§ **What is expected**: Every line from the line containing "the nose, find" to the end of the data must appear in the answer exactly as it appears there, and nothing else.

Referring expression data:
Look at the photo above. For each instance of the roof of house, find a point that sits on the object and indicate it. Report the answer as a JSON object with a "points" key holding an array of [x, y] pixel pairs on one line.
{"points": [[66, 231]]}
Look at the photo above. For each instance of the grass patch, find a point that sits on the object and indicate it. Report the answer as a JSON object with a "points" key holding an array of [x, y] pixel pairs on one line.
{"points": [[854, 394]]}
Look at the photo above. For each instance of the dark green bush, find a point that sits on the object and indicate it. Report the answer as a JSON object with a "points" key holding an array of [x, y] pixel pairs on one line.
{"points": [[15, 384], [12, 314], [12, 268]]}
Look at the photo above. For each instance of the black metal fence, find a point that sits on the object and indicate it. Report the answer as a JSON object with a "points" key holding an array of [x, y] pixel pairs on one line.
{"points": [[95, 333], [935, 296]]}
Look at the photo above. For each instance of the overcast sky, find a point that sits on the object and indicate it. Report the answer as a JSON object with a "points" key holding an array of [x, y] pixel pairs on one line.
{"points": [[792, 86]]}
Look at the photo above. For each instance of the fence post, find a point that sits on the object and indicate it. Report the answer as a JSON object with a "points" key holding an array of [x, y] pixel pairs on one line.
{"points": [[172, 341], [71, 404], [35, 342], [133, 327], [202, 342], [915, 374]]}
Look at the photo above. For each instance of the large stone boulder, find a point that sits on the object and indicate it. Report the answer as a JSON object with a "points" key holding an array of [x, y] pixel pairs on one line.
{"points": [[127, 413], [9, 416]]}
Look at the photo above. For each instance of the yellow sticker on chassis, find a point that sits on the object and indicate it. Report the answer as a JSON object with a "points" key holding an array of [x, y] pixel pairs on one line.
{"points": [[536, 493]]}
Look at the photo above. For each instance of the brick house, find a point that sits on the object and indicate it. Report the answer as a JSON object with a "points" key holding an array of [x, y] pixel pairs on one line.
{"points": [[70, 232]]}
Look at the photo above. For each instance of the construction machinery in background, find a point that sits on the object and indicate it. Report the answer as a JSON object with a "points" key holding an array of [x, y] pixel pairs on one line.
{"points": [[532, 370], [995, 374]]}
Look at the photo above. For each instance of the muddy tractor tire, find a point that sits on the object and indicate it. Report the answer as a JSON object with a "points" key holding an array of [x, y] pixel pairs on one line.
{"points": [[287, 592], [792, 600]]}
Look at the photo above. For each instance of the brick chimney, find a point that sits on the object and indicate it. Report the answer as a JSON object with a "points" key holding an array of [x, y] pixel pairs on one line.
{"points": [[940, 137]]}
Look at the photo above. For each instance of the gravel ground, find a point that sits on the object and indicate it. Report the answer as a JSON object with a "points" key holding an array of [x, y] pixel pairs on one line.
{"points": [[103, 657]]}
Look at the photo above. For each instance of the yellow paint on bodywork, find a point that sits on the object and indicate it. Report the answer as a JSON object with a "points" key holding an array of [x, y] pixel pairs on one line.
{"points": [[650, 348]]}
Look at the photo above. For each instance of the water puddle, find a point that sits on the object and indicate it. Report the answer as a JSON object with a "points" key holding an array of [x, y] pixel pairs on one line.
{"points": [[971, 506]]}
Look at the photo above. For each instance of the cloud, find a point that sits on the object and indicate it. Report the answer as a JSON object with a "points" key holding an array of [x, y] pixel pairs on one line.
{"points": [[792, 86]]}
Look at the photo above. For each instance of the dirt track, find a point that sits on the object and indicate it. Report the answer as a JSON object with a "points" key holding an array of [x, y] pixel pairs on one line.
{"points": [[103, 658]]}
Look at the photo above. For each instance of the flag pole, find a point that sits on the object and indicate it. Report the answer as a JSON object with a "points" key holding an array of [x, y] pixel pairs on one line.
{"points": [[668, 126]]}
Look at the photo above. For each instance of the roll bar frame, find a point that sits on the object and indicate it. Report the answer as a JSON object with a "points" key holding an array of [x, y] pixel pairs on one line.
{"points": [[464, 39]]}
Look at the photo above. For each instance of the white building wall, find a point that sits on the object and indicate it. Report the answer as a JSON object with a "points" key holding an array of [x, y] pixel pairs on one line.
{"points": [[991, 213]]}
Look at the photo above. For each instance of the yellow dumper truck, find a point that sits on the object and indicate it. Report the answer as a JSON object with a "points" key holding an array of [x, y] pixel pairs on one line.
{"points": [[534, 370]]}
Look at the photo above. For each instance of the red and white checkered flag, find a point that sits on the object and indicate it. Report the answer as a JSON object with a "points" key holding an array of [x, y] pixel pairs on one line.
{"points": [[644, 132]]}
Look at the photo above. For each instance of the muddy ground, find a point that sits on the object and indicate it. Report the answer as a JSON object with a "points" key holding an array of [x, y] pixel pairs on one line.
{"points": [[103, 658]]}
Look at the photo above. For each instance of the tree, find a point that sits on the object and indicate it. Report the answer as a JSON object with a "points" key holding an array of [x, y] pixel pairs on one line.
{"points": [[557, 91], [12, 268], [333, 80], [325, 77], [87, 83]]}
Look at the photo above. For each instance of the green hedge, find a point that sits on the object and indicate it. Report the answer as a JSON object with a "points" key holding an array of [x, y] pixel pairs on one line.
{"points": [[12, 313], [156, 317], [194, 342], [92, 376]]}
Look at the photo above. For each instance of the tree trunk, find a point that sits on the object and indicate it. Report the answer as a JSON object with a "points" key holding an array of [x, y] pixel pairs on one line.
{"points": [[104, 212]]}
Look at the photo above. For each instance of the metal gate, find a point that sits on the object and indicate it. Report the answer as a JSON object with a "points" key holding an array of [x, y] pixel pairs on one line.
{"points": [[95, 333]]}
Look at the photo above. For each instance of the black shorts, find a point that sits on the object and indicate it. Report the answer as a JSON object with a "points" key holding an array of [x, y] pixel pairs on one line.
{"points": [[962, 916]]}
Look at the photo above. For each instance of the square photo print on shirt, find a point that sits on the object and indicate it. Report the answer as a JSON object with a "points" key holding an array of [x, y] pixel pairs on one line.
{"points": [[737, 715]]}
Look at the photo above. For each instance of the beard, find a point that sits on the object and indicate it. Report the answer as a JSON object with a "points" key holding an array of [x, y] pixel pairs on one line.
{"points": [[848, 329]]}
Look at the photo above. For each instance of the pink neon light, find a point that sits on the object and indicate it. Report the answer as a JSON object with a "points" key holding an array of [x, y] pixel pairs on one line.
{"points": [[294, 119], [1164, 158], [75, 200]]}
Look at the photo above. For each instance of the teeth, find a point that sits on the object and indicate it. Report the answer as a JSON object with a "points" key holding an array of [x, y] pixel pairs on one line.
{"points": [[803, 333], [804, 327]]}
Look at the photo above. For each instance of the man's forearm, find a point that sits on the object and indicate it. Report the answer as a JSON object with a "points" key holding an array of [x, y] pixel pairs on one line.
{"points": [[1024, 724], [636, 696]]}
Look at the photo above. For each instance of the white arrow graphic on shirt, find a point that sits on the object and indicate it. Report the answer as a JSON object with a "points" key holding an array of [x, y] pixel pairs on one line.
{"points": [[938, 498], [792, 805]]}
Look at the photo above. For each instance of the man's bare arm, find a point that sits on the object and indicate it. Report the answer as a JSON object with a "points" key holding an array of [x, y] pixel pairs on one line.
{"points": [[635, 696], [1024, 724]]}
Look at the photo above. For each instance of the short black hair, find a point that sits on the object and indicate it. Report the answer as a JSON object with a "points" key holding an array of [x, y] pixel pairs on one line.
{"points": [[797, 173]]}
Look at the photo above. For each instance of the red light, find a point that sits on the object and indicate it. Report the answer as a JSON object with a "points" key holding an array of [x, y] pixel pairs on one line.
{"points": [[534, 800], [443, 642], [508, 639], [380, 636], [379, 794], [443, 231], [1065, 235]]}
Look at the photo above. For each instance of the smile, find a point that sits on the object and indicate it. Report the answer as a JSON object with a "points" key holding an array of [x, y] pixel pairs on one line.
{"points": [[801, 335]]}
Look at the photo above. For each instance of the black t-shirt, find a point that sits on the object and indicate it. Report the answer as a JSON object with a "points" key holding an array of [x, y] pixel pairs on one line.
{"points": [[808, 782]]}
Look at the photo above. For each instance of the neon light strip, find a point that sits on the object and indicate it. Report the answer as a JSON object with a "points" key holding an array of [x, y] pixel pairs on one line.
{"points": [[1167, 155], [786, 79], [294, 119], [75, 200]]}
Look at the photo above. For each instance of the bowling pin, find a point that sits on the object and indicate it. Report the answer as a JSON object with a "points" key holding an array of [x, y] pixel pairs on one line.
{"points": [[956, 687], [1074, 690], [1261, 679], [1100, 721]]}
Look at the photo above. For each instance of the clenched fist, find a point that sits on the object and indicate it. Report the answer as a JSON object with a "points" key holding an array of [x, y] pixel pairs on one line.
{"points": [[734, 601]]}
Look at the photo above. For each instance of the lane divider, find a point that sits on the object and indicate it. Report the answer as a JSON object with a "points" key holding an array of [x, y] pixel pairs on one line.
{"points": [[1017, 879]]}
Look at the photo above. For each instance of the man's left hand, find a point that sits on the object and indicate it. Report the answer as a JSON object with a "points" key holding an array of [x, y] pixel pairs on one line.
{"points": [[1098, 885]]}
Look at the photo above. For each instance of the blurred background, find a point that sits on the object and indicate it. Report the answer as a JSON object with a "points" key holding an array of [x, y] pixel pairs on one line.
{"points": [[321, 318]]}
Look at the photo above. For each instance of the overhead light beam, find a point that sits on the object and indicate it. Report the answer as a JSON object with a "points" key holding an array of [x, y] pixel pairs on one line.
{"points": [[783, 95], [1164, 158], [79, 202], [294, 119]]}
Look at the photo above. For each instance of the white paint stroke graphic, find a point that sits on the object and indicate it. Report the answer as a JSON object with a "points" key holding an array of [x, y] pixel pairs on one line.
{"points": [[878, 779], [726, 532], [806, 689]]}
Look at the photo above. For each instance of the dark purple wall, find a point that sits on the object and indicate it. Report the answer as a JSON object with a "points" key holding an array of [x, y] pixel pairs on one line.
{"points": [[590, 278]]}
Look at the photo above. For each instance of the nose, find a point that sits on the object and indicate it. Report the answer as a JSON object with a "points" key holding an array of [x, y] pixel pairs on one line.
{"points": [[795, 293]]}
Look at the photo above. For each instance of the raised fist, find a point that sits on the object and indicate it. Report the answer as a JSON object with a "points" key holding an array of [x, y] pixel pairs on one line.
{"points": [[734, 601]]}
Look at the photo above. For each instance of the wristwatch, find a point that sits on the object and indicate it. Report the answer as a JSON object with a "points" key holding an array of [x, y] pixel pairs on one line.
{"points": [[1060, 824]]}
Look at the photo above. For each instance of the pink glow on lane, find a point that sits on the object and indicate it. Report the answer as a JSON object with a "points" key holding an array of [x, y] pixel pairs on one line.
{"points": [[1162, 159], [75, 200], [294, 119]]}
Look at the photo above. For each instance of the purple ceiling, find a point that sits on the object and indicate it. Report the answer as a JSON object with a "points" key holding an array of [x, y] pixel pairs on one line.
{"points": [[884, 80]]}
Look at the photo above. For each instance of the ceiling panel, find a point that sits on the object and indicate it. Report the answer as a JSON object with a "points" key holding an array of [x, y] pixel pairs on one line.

§ **Task result**:
Look at the photo above. For each instance of the nose, find a point that sits on the object and indicate it. Report the answer as a JSON object with a "points" key holding an array of [x, y] pixel pairs on one line.
{"points": [[795, 293]]}
Look at the photo above. For each instance of the raised fist, find a point that sits on the object and indicate it. Report the answer as a JSON object with a "points" key holding an array of [x, y] pixel pairs on one line.
{"points": [[734, 601]]}
Look at the photo above. For each instance of the wristwatch, find a point that sits on the object and indicate it. Report the answer as a JSON object with a "points" key holding an array of [x, y] pixel pairs on one line.
{"points": [[1060, 824]]}
Look at the photo above. For each instance of the pink glow on lane, find a point that sits on the object and indicate it. Report the answer as a JSON object with a "points" key holding an array of [x, y] pixel pairs on one line.
{"points": [[1162, 159], [75, 200], [294, 119]]}
Look at the photo above. For each instance of the purple ceiling, find a point that sits on the object and indicate it. Report the answer as a JSON object with a "points" key holding an array of [x, y] pixel pairs on one line.
{"points": [[884, 80]]}
Look at the photo above. For each instance of the ceiling panel, find a point that sits on the object and indicate it. Report the answer as a JSON object with a "points" key holding an array of [x, y] pixel pairs on one line.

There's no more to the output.